• AIM OF THE EXERCISE: Write out the text about fear of the number 666 between "Hexakosioihexekontahexaphobia in Pop" and "number’s apocalyptic connotations.", inclusive, with no changes.

Interestingly, some evidence shows that the number in question is not 666 at all. Some scholars believe that this was a corruption of the original text, in which the number was 616; however, this remains an unpopular view.

Hexakosioihexekontahexaphobia in Pop Culture

Fear of the number 666 may be triggered in some people by its prevalence in pop culture. Many horror movies use this number as a premise. These films tend to be supernatural thrillers, playing on the association between the number and the Antichrist. Some films use doomsday scenarios, drawing on the number’s apocalyptic connotations.

Symptoms of Hexakosioihexekontahexaphobia

Fear of the number 666 can manifest in many different ways, depending on the severity of the phobia. Many people refuse to live in a home that bears this street number. Former President Ronald Reagan and wife, Nancy, moved to Bel-Air, Los Angeles, following his presidency. They had the street number of their house changed from 666 to 668.

If your phobia is more severe, you may find yourself making compulsive decisions to consciously avoid having the number occur in your daily life. If a grocery total is $6.66, you may feel compelled to add or subtract an item. You may block channel 666 from your cable listings or drive around your neighborhood to change your odometer reading from 666 to 667.

[Records from a data source]

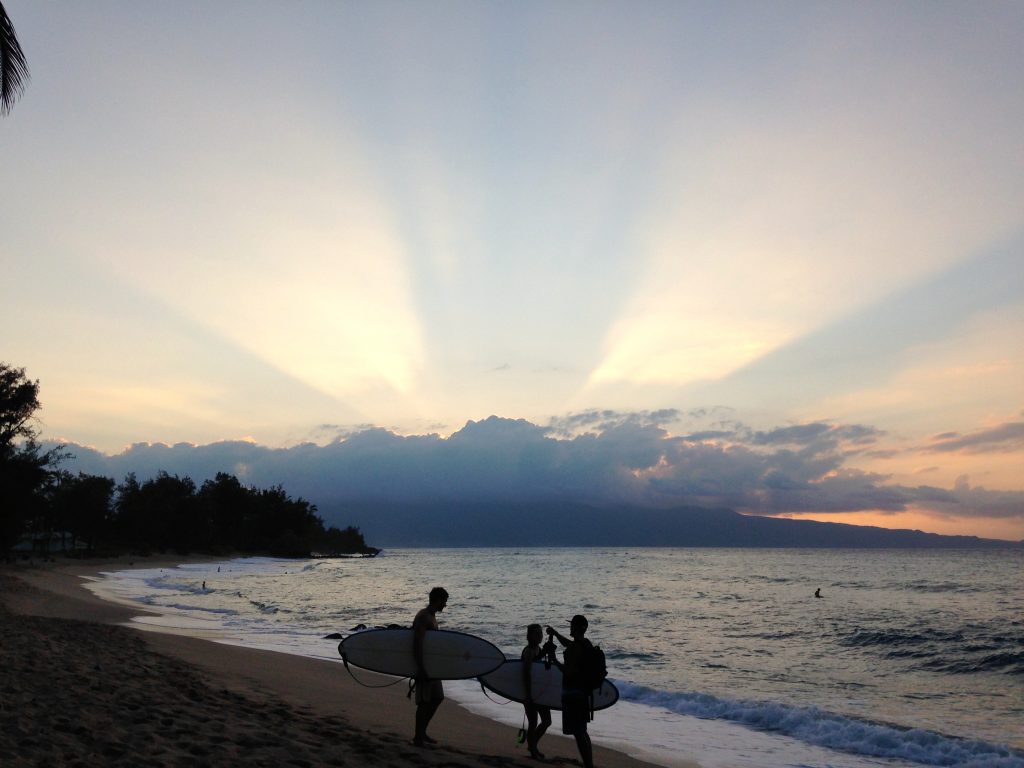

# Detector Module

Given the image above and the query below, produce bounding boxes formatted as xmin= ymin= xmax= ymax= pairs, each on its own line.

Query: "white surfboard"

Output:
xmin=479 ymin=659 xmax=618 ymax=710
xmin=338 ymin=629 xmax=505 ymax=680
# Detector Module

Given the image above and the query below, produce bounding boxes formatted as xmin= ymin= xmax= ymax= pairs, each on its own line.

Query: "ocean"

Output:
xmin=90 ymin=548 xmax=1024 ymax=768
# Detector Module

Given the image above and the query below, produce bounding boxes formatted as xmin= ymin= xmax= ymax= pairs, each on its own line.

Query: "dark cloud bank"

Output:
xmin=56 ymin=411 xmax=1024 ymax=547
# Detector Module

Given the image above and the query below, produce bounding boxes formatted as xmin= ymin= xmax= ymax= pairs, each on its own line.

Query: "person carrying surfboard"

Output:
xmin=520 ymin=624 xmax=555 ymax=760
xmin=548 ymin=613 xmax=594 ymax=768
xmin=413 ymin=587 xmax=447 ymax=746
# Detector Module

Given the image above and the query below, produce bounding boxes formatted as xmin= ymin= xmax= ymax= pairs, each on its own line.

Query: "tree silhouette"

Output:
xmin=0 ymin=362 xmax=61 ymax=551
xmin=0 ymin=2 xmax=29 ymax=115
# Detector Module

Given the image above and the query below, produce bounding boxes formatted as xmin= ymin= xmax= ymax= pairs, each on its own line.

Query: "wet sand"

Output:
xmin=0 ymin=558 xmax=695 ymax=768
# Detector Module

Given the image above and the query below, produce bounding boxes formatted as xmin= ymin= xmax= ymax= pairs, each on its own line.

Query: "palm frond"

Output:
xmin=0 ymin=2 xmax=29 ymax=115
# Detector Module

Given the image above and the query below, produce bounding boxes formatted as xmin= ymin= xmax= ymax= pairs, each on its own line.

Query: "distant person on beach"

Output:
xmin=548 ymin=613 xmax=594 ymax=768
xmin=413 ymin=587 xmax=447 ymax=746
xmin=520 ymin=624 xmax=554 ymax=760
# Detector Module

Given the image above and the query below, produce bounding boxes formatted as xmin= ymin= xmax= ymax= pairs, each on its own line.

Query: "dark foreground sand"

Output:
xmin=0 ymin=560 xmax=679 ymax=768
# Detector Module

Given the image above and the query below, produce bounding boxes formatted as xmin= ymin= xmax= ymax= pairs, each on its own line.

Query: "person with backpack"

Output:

• SOLUTION TO THIS PROBLEM:
Hexakosioihexekontahexaphobia in Pop Culture

Fear of the number 666 may be triggered in some people by its prevalence in pop culture. Many horror movies use this number as a premise. These films tend to be supernatural thrillers, playing on the association between the number and the Antichrist. Some films use doomsday scenarios, drawing on the number’s apocalyptic connotations.